Your goal >> Search the material for "point" and copy each line in which it is found.

Material for this exercise >>

== Segment start ==

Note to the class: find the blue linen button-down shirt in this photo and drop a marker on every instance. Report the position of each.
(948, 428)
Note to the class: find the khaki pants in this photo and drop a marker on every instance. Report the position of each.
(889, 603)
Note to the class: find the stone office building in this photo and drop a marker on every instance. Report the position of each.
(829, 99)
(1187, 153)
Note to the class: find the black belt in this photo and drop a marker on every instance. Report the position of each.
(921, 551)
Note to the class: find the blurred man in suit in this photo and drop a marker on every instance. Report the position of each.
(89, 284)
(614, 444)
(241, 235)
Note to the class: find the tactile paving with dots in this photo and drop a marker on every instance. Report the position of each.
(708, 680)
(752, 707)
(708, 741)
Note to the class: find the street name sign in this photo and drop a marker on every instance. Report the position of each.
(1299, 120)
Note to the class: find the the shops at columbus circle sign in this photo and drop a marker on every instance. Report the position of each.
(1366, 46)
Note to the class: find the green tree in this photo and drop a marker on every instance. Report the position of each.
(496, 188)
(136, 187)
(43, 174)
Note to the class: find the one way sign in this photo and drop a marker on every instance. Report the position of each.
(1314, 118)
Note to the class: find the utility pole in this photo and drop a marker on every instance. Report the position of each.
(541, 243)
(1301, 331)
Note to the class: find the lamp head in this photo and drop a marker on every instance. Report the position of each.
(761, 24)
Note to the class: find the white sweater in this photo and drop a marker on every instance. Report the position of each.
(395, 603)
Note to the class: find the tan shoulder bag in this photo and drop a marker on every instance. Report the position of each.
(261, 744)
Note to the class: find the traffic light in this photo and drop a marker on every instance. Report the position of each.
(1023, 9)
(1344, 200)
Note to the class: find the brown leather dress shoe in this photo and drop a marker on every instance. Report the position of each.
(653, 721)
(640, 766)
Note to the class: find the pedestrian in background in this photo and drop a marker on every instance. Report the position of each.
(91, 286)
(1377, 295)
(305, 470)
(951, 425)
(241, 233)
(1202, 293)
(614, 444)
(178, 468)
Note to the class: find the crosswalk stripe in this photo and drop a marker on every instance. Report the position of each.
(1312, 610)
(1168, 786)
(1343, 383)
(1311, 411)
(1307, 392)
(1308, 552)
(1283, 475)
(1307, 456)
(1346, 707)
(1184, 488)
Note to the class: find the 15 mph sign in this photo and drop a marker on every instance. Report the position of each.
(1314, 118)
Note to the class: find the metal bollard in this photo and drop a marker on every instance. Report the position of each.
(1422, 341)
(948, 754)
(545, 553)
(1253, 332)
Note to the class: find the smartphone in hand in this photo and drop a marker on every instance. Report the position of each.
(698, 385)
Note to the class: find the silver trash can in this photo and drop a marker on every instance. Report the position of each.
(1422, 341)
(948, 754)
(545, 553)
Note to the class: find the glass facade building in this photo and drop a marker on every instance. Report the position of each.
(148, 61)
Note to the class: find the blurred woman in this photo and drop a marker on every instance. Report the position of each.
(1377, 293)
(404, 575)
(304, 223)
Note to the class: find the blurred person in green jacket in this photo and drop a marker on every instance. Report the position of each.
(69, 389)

== Segment end ==
== Segment start ==

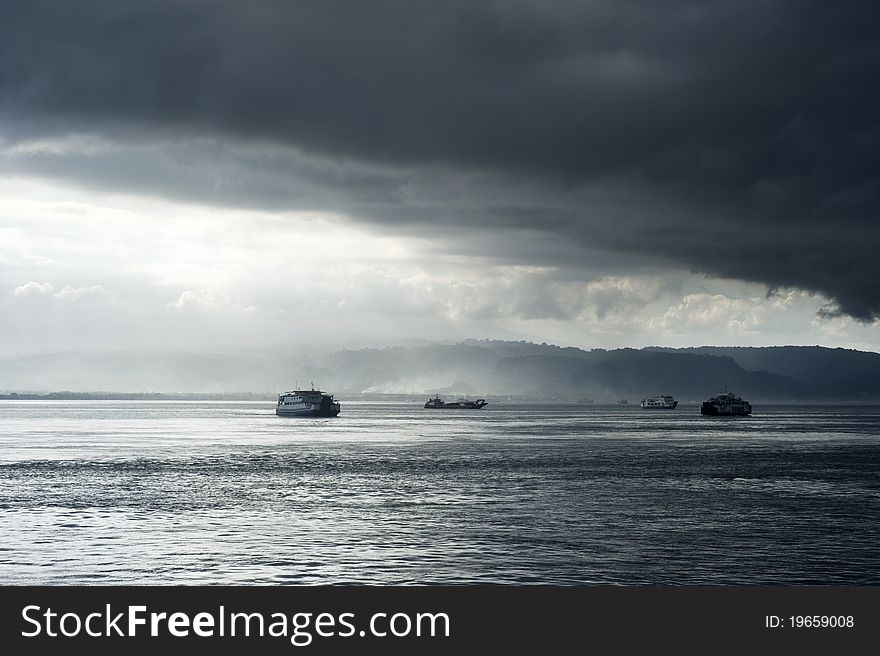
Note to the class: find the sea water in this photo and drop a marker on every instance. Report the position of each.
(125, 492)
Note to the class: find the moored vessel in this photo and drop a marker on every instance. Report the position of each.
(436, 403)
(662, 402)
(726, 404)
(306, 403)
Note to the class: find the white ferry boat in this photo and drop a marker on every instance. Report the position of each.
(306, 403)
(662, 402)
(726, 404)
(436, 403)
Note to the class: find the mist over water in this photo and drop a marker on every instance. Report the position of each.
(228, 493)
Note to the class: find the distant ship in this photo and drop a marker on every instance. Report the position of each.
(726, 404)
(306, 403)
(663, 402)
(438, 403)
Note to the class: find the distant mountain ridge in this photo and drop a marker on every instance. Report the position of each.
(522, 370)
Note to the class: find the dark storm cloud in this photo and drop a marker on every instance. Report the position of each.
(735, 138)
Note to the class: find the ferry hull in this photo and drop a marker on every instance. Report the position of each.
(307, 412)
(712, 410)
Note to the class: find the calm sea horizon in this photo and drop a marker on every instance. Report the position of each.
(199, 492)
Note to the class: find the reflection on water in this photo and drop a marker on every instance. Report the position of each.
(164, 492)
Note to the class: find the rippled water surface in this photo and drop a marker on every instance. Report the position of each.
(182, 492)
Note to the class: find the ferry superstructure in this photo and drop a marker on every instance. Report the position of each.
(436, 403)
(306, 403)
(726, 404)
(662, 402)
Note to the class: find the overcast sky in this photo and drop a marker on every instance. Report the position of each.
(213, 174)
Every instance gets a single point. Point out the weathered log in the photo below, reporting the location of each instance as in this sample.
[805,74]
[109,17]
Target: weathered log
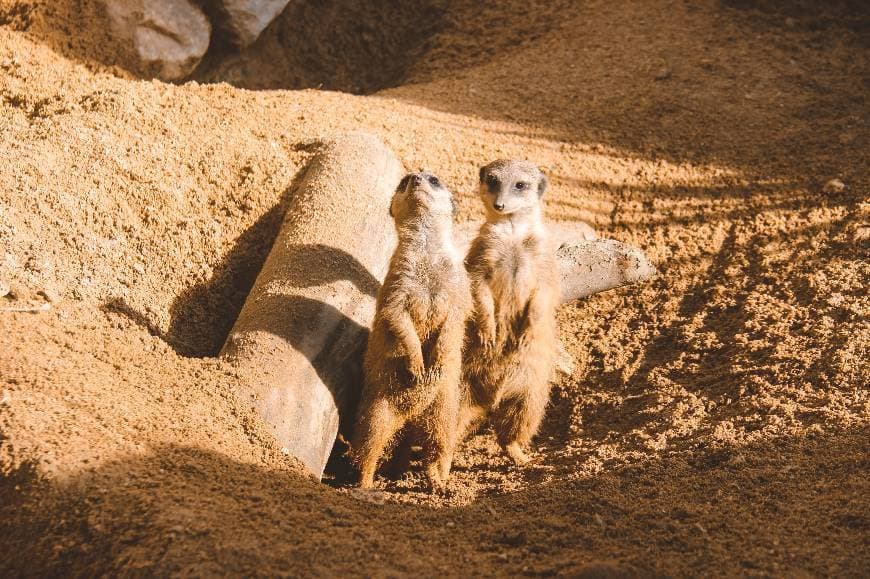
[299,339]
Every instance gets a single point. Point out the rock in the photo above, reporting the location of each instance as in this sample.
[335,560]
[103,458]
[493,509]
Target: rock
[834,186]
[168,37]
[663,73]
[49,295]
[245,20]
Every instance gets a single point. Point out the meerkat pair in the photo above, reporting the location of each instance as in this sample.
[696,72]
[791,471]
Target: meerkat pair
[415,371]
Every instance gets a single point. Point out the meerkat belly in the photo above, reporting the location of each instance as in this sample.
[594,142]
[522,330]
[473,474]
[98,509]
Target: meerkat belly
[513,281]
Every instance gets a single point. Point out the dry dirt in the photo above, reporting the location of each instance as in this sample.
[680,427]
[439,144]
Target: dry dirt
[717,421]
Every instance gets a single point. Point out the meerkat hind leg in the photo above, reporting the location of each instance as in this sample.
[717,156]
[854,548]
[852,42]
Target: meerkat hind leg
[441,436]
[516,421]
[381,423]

== Segment end ==

Reply >>
Every instance gets a single point. Point out the weathered log in the photo below, reporting the location of each instance as in this sample.
Every instance gets a single point. Point out the rock in the photo above, reporting the location of each instance as in this sample.
Every instance gets a single point. Point out the meerkat pair in the photo above, reporting the location of each instance as in this sample.
Every instance gets a single point. Point out the meerkat belly in the photo above, reporting the location of each instance as in this sample.
Every instance gets a single point. Point out the dry dirt in the photo above, reporting the location of each instance as in this sample.
Every instance gets a single point. Point out the meerkat hind leg in the photo above, reporting the location of each instance as in this sample.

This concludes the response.